TASK INSTRUCTIONS: Only the line containing "Would you kindly point at the jet" and the lines after it, through the end of the entries, should be output exactly.

Stored data entries:
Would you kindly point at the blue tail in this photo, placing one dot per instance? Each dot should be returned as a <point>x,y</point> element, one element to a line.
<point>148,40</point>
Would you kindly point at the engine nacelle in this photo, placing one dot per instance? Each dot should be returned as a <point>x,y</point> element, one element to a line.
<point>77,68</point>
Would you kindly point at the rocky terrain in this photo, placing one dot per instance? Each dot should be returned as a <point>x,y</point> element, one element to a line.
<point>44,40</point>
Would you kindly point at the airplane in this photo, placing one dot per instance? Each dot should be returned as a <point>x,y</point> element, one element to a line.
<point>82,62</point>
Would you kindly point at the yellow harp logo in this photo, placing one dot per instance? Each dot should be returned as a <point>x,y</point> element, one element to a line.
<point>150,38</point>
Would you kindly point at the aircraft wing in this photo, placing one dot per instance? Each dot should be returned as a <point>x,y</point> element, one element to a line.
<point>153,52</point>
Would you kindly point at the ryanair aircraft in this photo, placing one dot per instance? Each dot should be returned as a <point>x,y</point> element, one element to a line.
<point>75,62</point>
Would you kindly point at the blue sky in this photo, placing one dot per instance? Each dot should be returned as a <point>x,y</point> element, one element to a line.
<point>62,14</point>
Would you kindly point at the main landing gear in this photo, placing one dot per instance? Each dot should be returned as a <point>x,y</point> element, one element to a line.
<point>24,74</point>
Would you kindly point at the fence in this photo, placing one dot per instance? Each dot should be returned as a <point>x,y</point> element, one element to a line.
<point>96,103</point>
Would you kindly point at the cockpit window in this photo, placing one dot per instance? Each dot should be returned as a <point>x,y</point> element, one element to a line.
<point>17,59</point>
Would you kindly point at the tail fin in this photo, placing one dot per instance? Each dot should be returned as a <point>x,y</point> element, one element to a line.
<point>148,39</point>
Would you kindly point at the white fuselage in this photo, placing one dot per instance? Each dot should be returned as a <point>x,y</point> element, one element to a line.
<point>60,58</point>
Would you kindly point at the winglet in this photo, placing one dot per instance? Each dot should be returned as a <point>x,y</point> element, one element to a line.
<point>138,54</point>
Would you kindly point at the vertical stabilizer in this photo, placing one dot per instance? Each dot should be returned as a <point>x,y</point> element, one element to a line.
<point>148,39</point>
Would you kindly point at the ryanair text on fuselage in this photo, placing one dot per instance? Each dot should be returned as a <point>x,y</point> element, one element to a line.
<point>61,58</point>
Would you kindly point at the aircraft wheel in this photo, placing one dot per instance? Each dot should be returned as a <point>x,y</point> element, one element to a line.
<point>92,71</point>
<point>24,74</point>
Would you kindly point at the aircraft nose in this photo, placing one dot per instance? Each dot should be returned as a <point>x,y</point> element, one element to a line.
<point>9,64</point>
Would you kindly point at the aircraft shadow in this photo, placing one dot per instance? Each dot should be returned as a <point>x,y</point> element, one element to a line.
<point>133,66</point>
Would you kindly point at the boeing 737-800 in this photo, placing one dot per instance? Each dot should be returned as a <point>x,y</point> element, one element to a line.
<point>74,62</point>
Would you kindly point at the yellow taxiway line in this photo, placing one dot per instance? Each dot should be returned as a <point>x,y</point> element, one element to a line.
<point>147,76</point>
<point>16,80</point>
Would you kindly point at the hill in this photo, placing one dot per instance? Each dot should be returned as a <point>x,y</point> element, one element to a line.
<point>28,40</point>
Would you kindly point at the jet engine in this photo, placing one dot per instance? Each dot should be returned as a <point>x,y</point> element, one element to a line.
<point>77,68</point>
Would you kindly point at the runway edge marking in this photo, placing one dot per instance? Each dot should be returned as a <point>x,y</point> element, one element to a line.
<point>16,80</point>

RESULT BELOW:
Would you kindly point at the jet engine in this photo, placing one dot per instance? Each dot should be returned as a <point>x,y</point> element, one element to a line.
<point>77,68</point>
Would you kindly point at the runway edge marking in this photo, placing one dot per instance? Each dot should be returned as a <point>x,y</point> element, one element to a line.
<point>16,80</point>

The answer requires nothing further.